> [Activity list]:
**1)** From the passage on the Lynn Item Building, extract the text starting with "The Lynn Item Building is a" and going on through "use in 2021.".
**2)** List every four-digit year that appears in the passage on the Lynn Item Building, in the order the years occur.

> [Document passage]:
- - - - -

The Lynn Item Building is a historic commercial building at 38-54 Exchange Street in downtown Lynn, Massachusetts. It was built in 1900-1901 to a design by local architect Henry Warren Rogers. It was home to The Daily Item, the city's leading newspaper, until 2014, and is the city's only surviving 19th-century purpose-built newspaper building. It was listed on the National Register of Historic Places in 2023. It was converted to mixed commercial and residential use in 2021.

==Description and history==
The Lynn Item Building is located on the east side of downtown Lynn, at the northeast corner of Exchange and Mount Vernon Streets. It is a five-story masonry structure, its exterior finished in limestone with Italian Renaissance styling. A two-story addition, built in 1971, extends along Exchange Street; it is a Modernist structure built of concrete faced in buff brick. The addition now houses the building's main entrance, following the conversion of its upper floors to residential use.

- - - - -

> [Provided material]:
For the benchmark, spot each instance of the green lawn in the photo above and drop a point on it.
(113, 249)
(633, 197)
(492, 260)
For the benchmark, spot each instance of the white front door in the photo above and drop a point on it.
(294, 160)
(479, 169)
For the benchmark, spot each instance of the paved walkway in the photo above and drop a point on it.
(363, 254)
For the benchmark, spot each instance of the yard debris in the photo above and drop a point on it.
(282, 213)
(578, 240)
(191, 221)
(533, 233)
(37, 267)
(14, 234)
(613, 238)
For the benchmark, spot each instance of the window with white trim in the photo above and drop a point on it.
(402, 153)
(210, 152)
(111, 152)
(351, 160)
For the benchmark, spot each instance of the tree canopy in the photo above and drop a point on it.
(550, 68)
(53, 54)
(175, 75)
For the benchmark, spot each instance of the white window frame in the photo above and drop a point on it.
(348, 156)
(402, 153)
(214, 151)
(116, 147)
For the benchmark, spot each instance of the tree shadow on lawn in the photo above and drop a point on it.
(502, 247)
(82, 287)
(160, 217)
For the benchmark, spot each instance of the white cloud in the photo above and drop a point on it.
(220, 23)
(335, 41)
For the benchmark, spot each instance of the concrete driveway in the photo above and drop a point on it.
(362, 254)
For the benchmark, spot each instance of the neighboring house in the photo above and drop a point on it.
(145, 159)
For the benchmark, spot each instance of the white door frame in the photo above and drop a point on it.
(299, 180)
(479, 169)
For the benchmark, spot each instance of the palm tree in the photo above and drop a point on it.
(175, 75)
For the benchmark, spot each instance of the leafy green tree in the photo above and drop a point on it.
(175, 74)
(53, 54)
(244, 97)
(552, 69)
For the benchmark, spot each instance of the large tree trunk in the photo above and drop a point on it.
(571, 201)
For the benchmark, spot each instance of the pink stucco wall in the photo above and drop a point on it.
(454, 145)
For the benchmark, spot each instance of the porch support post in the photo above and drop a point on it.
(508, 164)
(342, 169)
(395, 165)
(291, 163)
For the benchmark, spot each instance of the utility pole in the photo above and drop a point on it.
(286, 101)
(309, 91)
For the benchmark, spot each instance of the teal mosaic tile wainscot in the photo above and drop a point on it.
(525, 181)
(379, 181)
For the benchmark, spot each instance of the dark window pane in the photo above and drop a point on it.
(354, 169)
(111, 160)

- - - - -

> [Task answers]:
**1)**
The Lynn Item Building is a historic commercial building at 38-54 Exchange Street in downtown Lynn, Massachusetts. It was built in 1900-1901 to a design by local architect Henry Warren Rogers. It was home to The Daily Item, the city's leading newspaper, until 2014, and is the city's only surviving 19th-century purpose-built newspaper building. It was listed on the National Register of Historic Places in 2023. It was converted to mixed commercial and residential use in 2021.

**2)** 1900, 1901, 2014, 2023, 2021, 1971